### [CONSIGNES]
[1] Répondez aux questions suivantes d'après le texte fourni :
(a) Quelle année de publication le texte fourni indique-t-il pour le carnet Salaam Palestine ! ?
(b) Quelle institution a invité l'auteur à réaliser des ateliers peinture en 2008 ?
(c) Quelles deux personnes l'ont accompagné lors du second déplacement ?
[2] Relevez les trois genres à la rencontre desquels le texte fourni situe l'ouvrage hybride présenté dans sa première phrase.
[3] Reproduisez le texte fourni en commençant à « Est-ce votre premier » et en terminant à « dessins et photos. ».

### [TEXTE FOURNI]
────
Rencontre avec un des auteurs de cet ouvrage hybride, à la rencontre du carnet de voyage, du roman illustré, de la biographie.
Est-ce votre premier ouvrage accueillant des images photographiques ?
J’ai publié chez La Boite à bulles un carnet de voyage en 2013, Salaam Palestine ! Carnet de Voyage en Terre d’Humanité, livre qui associe texte, dessins et photos.
Invité en 2008 par le consulat de France à Jérusalem à réaliser des ateliers peinture dans les Territoires Occupés, et bouleversé par ce séjour, j’avais monté un projet pour y retourner. Le festival de carnets de voyages de Clermont-Ferrand et le consulat m’ont aidé. Deux amis, l’autrice Véronique Massenot et le photographe Marc Abel, m’ont accompagné lors de ce second déplacement pour essayer de faire un reportage pour un futur livre. Nous avons trouvé un éditeur et quand nous avons réalisé la maquette, la photo et le dessin de voyage se répondaient très souvent avec le texte pour lien entre nous trois. Ce carnet de voyage-reportage a reçu de nombreux prix et a été très remarqué.
────
### [DONNÉES FOURNIES]

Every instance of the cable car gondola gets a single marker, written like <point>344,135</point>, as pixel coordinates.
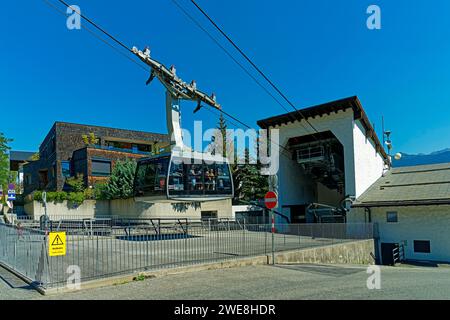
────
### [RÉPONSES PAR CONSIGNE]
[1]
(a) 2013
(b) Le consulat de France à Jérusalem
(c) L'autrice Véronique Massenot et le photographe Marc Abel

[2] Le carnet de voyage, le roman illustré, la biographie

[3]
Est-ce votre premier ouvrage accueillant des images photographiques ?
J’ai publié chez La Boite à bulles un carnet de voyage en 2013, Salaam Palestine ! Carnet de Voyage en Terre d’Humanité, livre qui associe texte, dessins et photos.